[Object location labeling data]
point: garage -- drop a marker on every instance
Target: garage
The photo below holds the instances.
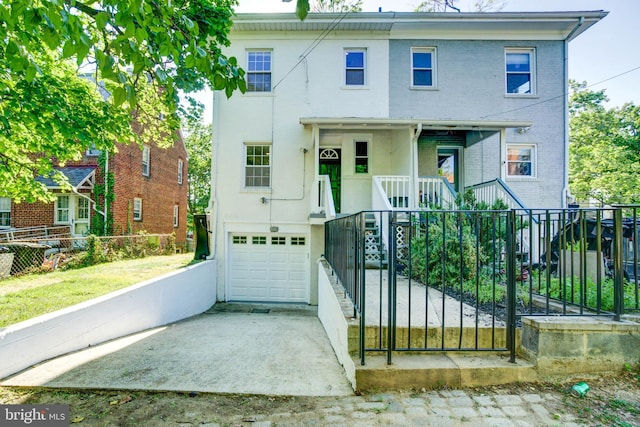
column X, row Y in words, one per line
column 268, row 268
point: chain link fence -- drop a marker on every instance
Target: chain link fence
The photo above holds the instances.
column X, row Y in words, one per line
column 50, row 252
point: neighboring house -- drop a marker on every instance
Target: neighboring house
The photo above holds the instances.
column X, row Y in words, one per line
column 149, row 188
column 346, row 113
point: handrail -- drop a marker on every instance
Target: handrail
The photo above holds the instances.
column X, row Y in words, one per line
column 511, row 199
column 30, row 233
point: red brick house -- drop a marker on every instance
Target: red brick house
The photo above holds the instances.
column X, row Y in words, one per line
column 149, row 188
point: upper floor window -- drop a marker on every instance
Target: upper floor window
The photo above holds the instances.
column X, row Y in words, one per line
column 62, row 209
column 521, row 160
column 257, row 170
column 423, row 67
column 259, row 71
column 354, row 64
column 137, row 209
column 5, row 212
column 145, row 160
column 362, row 157
column 520, row 66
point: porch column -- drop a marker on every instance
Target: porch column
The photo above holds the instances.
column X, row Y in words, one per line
column 503, row 153
column 315, row 191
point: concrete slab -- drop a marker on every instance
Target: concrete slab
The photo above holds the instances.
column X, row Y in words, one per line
column 232, row 348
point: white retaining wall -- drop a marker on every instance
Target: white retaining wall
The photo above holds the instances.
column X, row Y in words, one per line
column 152, row 303
column 334, row 323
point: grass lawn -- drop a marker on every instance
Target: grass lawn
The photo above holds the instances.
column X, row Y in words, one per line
column 22, row 298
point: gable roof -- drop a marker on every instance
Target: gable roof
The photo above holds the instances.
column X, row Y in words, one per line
column 468, row 26
column 78, row 176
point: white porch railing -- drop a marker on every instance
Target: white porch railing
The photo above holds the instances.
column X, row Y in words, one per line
column 35, row 233
column 394, row 192
column 491, row 191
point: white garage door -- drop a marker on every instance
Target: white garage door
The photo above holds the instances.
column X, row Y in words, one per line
column 269, row 268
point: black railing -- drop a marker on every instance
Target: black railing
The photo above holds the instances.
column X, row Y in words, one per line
column 461, row 280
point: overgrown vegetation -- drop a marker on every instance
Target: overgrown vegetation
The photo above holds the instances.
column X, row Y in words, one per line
column 461, row 251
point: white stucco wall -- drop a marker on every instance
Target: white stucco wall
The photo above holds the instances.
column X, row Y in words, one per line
column 152, row 303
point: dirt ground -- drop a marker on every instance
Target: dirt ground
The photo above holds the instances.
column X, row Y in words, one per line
column 611, row 401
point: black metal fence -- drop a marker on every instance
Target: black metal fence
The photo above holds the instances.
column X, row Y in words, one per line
column 461, row 280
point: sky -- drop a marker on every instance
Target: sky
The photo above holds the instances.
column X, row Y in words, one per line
column 606, row 56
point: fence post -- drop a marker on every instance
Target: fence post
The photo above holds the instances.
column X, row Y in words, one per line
column 511, row 284
column 618, row 267
column 391, row 315
column 361, row 290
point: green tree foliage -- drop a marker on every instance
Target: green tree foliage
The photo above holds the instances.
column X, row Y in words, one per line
column 141, row 52
column 336, row 5
column 455, row 6
column 604, row 149
column 197, row 139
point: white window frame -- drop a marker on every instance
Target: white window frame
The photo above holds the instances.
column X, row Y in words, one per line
column 137, row 209
column 5, row 207
column 176, row 212
column 364, row 83
column 533, row 161
column 146, row 160
column 262, row 70
column 531, row 52
column 367, row 157
column 432, row 52
column 255, row 167
column 64, row 209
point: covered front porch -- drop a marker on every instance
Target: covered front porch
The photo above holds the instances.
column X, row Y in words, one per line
column 387, row 164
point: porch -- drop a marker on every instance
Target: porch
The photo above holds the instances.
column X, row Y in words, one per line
column 571, row 308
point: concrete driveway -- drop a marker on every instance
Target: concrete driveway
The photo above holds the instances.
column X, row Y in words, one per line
column 231, row 348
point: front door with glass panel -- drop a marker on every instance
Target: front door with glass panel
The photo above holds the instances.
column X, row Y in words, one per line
column 449, row 165
column 330, row 165
column 73, row 211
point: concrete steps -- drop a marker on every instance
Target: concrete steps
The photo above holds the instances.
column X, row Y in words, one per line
column 437, row 370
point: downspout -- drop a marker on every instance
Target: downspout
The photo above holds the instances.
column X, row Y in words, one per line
column 566, row 192
column 212, row 208
column 413, row 182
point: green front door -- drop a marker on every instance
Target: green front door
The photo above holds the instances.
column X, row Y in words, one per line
column 330, row 165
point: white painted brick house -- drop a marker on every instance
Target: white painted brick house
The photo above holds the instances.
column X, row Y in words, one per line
column 362, row 111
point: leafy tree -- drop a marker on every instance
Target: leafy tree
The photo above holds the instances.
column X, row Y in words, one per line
column 141, row 53
column 452, row 5
column 197, row 138
column 336, row 6
column 604, row 149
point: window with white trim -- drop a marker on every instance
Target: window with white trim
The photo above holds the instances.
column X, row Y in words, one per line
column 362, row 157
column 521, row 160
column 82, row 209
column 355, row 66
column 257, row 168
column 520, row 71
column 145, row 160
column 61, row 207
column 176, row 211
column 137, row 209
column 5, row 212
column 423, row 67
column 259, row 71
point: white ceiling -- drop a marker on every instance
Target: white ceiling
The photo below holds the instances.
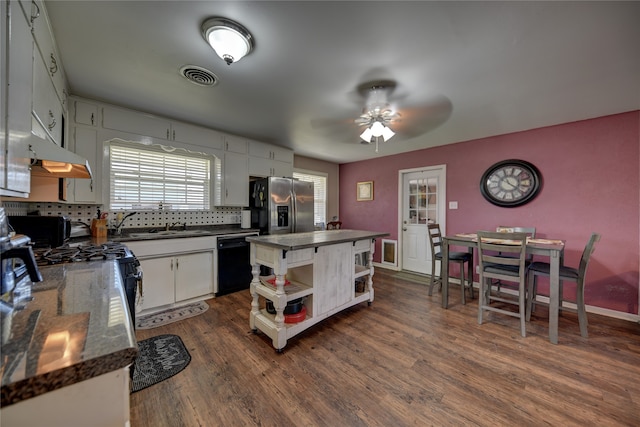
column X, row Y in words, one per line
column 479, row 68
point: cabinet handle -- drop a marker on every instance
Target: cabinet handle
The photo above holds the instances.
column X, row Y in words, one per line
column 54, row 65
column 53, row 121
column 35, row 15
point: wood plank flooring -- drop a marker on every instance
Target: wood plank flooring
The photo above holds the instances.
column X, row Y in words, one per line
column 402, row 361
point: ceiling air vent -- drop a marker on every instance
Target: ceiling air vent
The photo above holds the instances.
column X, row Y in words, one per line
column 198, row 75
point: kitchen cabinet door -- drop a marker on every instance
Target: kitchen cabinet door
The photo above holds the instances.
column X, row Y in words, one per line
column 46, row 47
column 17, row 89
column 194, row 275
column 85, row 144
column 235, row 188
column 47, row 110
column 158, row 282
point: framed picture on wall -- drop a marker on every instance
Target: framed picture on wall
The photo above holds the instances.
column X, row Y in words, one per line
column 364, row 191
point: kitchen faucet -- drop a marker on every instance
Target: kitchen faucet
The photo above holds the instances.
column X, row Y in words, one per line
column 168, row 226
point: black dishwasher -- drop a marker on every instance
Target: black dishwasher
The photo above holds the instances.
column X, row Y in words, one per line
column 234, row 270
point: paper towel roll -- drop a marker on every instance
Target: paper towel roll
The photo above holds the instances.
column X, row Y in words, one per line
column 246, row 219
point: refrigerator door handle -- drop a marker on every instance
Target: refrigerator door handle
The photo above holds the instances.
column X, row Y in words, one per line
column 294, row 211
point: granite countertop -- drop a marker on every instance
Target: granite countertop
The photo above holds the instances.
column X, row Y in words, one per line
column 76, row 327
column 313, row 239
column 137, row 234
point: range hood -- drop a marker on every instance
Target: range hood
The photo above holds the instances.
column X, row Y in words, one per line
column 48, row 159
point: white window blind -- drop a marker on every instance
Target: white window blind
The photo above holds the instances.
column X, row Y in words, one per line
column 319, row 193
column 142, row 178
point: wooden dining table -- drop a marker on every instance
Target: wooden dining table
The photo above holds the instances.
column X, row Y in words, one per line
column 552, row 249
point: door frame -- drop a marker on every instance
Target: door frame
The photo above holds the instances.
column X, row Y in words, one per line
column 442, row 202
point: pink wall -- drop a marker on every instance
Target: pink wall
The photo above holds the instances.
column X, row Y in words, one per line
column 591, row 182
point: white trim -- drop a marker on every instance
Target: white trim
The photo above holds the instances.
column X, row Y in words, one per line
column 442, row 201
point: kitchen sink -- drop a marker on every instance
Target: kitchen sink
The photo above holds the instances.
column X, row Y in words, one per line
column 163, row 233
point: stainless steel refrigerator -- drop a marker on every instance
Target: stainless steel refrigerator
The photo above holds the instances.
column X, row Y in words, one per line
column 281, row 205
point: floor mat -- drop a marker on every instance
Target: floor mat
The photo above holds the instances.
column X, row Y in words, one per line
column 171, row 315
column 158, row 358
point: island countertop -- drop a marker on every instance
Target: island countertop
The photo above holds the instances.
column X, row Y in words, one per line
column 75, row 328
column 295, row 241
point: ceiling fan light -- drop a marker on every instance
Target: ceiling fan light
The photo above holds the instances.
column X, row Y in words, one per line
column 387, row 133
column 230, row 40
column 366, row 135
column 377, row 129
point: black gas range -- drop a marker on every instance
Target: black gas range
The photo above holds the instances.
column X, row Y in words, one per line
column 130, row 270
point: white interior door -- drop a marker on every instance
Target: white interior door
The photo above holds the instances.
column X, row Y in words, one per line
column 422, row 202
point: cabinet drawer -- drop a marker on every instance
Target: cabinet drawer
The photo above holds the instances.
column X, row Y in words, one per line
column 362, row 245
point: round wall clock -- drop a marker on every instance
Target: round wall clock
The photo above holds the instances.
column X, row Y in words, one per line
column 510, row 183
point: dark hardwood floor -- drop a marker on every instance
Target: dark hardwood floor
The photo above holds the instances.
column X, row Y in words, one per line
column 401, row 361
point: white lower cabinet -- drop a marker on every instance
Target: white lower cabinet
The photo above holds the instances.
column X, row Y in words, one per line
column 175, row 270
column 169, row 280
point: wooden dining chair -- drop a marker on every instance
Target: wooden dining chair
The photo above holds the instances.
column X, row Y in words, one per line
column 334, row 225
column 566, row 274
column 531, row 232
column 435, row 240
column 502, row 256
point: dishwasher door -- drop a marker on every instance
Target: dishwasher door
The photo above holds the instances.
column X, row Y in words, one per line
column 234, row 270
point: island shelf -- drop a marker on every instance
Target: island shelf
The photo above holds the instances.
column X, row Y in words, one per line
column 323, row 267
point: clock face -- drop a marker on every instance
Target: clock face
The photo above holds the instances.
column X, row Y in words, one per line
column 510, row 183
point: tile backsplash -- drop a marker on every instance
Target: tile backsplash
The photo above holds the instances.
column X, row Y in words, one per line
column 155, row 218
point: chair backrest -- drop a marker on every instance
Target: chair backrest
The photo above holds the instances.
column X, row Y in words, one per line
column 334, row 225
column 435, row 238
column 531, row 231
column 492, row 246
column 586, row 254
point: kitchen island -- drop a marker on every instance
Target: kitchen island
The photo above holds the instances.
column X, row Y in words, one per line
column 66, row 354
column 328, row 270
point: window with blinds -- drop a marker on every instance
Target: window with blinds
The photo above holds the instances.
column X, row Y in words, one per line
column 319, row 193
column 143, row 178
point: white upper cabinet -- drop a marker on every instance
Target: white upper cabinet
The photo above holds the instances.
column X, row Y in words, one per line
column 16, row 92
column 235, row 144
column 46, row 47
column 269, row 160
column 85, row 113
column 191, row 134
column 47, row 109
column 148, row 125
column 136, row 122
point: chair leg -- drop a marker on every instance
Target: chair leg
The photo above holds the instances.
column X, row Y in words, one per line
column 462, row 282
column 522, row 309
column 470, row 276
column 432, row 282
column 481, row 299
column 582, row 312
column 531, row 294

• GIVEN REQUEST
Put the material from its first line up to and including the line with "column 232, row 348" into a JSON list of strings, one string per line, leaving out blank lines and the pictures.

• WRITTEN ANSWER
[
  "point: garage -- drop a marker on every instance",
  "Target: garage",
  "The photo below holds the instances.",
  "column X, row Y in words, one per line",
  "column 268, row 268",
  "point: chain link fence -- drop a marker on every instance",
  "Target: chain link fence",
  "The photo above holds the instances.",
  "column X, row Y in words, one per line",
  "column 50, row 252",
  "point: neighboring house -- drop a marker on every instance",
  "Target: neighboring house",
  "The photo above holds the instances.",
  "column X, row Y in words, one per line",
  "column 149, row 188",
  "column 346, row 113",
  "point: handrail -- drop a marker on every instance",
  "Target: handrail",
  "The photo above holds the instances.",
  "column X, row Y in words, one per line",
  "column 511, row 199",
  "column 30, row 233",
  "point: red brick house -- drop a marker on every instance",
  "Target: red brick house",
  "The photo above holds the instances.",
  "column X, row Y in words, one per line",
  "column 149, row 188",
  "point: upper floor window -- drop a marker on every instance",
  "Target: upper floor window",
  "The photo above holds the instances.",
  "column X, row Y in words, one per line",
  "column 62, row 209",
  "column 521, row 160",
  "column 257, row 170",
  "column 423, row 67",
  "column 259, row 71",
  "column 354, row 64",
  "column 137, row 209",
  "column 5, row 212",
  "column 145, row 160",
  "column 362, row 157",
  "column 520, row 66",
  "point: porch column -- drop a marker on every instance",
  "Target: porch column",
  "The photo above holds the instances.",
  "column X, row Y in words, one per line",
  "column 503, row 153",
  "column 315, row 191",
  "point: concrete slab -- drop a marker on every instance",
  "Target: concrete slab",
  "The photo above holds the instances.",
  "column X, row Y in words, one per line",
  "column 232, row 348"
]